*Task description:* Report every line below that contains the word "black", copying each such line in full.

────────────────────────────────────────

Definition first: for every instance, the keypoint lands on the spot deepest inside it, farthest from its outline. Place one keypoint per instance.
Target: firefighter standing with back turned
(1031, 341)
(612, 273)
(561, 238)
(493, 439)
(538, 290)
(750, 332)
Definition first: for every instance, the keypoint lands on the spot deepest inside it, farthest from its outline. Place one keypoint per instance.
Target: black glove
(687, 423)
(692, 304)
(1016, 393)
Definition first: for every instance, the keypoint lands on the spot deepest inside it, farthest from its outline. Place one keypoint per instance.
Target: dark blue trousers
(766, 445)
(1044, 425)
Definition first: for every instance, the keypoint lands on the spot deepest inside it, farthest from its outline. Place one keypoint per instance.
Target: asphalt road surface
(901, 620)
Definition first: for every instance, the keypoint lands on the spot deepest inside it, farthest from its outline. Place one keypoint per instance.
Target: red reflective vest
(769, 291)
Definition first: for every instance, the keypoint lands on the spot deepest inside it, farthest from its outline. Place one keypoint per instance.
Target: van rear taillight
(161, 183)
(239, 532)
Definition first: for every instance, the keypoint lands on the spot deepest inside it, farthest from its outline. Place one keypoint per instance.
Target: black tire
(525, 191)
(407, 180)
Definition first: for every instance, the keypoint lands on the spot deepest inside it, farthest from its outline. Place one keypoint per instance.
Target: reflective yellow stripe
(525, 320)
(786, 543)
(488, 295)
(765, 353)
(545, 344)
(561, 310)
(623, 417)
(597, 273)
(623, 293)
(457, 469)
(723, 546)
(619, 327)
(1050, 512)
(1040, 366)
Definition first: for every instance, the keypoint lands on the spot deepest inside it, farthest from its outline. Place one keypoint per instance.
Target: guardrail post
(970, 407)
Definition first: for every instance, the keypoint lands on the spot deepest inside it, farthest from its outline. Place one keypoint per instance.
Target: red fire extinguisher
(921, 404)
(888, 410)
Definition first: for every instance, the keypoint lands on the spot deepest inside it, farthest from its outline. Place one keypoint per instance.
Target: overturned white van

────────────────────────────────────────

*The solution:*
Target: black glove
Target: black tire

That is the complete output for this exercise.